Requirements: Which lines of the listing below contain the word "water"? Show each of them in full.

Items:
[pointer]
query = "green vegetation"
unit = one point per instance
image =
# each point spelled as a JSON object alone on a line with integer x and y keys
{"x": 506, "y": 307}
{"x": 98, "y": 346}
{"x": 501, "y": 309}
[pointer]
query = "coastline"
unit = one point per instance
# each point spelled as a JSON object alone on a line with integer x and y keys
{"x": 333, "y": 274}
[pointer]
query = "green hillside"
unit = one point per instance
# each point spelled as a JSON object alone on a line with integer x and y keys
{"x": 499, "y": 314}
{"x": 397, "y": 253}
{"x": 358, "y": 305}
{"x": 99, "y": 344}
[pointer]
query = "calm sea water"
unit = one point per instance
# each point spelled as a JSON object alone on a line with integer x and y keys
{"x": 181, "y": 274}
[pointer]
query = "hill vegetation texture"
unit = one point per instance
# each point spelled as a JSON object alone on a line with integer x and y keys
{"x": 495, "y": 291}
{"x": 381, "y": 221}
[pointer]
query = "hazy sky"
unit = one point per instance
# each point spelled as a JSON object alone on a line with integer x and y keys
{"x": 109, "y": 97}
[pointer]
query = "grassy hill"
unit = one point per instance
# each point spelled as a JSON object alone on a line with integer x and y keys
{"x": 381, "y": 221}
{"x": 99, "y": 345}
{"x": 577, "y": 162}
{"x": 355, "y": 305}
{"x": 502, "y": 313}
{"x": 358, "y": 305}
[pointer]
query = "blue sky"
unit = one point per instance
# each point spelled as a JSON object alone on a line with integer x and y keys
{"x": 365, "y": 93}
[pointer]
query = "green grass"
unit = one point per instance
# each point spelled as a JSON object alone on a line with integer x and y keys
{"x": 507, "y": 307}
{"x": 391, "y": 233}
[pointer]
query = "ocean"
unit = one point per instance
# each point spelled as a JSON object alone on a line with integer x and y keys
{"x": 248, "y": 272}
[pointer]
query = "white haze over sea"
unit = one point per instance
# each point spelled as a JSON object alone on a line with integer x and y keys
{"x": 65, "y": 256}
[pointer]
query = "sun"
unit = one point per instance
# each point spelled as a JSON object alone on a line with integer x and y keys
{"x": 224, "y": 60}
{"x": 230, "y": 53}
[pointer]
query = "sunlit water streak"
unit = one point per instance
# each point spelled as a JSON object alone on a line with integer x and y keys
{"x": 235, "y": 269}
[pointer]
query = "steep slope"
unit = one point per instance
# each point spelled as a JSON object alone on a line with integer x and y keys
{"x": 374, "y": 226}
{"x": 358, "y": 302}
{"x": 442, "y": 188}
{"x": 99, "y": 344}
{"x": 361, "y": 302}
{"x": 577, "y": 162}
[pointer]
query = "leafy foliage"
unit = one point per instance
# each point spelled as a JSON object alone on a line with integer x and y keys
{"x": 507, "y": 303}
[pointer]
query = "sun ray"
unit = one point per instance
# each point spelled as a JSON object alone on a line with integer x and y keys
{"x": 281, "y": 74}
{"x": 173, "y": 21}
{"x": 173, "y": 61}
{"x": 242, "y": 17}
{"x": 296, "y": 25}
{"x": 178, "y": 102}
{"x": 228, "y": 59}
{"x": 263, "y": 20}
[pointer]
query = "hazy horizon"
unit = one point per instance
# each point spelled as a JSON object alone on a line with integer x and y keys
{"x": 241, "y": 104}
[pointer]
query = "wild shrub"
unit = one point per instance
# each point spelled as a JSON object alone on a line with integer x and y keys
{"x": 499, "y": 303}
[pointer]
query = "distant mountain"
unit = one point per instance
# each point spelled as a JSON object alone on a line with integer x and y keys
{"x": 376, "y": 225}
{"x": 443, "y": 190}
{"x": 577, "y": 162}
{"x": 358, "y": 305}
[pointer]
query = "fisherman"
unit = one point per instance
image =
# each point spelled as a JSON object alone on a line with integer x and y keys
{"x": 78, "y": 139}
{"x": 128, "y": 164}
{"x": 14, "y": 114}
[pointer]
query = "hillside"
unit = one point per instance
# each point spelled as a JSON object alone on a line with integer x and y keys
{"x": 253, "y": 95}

Response to the task:
query = "calm sea water"
query = "sunlit water streak"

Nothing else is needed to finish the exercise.